| SOURCE EXTRACT |
Kshama V. Kaushik and Kaushik Dutta think that the Anglo-Saxon model of governance is unlikely to work and that an Asian way is needed
Kshama V. Kaushik Kaushik Dutta
PERHAPS the most far-reaching legislation on corporate law in the history of the corporate world has been the Sarbanes-Oxley Act. The 2002 law was passed by an unprecedented majority a quite unheard of convergence of political differences to fix errant corporate directors. The impact of this Act was felt across the world from Dublin to Delhi.
SOX is a reactive piece of legislation to the scandals that rocked America Inc that obliterated the wealth of the common man, reduced their life's savings and pensions to nothing. And all of this at the hands of unscrupulous corporate leaders and managers. The American CEO in 1984 was earning about 40 times that of an average worker. In 2004, it was about 400 times.
Asked in court whether he was aware of the misstatements in the company's financial statements, which had fraudulently reported a large profit instead of a loss, the Enron CEO said that he was unaware of such an act as he had not signed the financial statements.
Under the US laws then, CEO was not required to sign the company's financial statements. But SOX made the CEO and the CFO responsible not only for the robustness of the financial statements but also for having an effective internal control over financial reporting.
In India, the Companies Act, 1956 lays the responsibility of financial statements on the board of directors. The board is also responsible for maintaining proper books of account which would give a true and fair view of the financial position and comply with the Accounting Standards. The principles of `truth and fairness' of the books of account embody the robustness of internal controls, the responsibility of which also lies with the board. The auditors under the Indian laws, since 1975 nearly 30 years before SOX were issuing an opinion on the internal controls over critical processes of a company.

| SET EXERCISE |
For the article on corporate governance above, decide whether each statement agrees with it. Answer yes or no, and quote the exact words of the article that decide it.
1. The Sarbanes-Oxley Act was passed in 2002.
2. Before SOX, US law required the CEO to sign the company's financial statements.
3. India's Companies Act, 1956 places responsibility for financial statements on the auditors.

| ENTRIES PROVIDED |

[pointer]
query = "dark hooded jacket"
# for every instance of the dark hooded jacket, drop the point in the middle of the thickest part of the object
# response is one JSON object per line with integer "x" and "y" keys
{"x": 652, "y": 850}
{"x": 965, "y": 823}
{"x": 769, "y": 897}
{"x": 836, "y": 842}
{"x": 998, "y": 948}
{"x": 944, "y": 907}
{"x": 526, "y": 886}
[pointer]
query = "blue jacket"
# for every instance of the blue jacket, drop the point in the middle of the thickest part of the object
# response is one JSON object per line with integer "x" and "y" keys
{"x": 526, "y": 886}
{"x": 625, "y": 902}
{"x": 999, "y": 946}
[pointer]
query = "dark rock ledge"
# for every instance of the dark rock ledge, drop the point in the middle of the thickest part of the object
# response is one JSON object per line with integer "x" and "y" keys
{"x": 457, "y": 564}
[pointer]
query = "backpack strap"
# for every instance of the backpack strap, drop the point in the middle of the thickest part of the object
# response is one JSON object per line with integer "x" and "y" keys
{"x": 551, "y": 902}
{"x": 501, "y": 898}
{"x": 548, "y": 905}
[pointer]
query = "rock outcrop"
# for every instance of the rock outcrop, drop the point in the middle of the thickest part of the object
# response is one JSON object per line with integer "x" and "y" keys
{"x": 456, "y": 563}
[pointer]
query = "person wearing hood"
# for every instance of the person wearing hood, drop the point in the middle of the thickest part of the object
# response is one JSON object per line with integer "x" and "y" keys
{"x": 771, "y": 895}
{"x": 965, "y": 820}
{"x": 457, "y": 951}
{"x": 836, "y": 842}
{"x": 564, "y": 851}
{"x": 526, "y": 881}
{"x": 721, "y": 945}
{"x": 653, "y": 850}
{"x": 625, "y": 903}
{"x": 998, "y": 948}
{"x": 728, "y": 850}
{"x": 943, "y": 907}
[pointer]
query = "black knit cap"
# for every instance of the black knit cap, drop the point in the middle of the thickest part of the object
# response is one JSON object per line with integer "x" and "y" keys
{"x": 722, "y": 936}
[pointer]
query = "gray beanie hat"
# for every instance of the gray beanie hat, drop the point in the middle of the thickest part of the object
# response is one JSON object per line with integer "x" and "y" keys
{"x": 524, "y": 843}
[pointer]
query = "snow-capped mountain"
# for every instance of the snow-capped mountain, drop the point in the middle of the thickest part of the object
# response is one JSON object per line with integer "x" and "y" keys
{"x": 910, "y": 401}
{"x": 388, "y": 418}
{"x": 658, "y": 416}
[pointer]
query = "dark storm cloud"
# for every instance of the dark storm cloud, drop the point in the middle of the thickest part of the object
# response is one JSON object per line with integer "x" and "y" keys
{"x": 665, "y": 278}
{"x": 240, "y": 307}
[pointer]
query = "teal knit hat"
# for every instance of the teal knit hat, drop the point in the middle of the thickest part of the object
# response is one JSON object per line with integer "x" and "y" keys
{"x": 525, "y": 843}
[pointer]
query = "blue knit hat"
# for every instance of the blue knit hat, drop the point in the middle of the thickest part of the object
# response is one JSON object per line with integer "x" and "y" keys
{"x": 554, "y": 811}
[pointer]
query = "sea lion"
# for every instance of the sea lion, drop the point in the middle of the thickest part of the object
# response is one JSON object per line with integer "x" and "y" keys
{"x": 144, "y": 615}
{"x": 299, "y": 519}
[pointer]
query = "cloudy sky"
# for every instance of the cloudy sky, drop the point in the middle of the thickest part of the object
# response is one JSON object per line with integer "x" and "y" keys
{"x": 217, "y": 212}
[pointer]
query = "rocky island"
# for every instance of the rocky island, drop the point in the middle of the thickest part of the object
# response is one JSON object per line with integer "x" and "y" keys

| RESULT |
1. Yes: "The 2002 law was passed by an unprecedented majority"
2. No: "Under the US laws then, CEO was not required to sign the company's financial statements."
3. No: "the Companies Act, 1956 lays the responsibility of financial statements on the board of directors."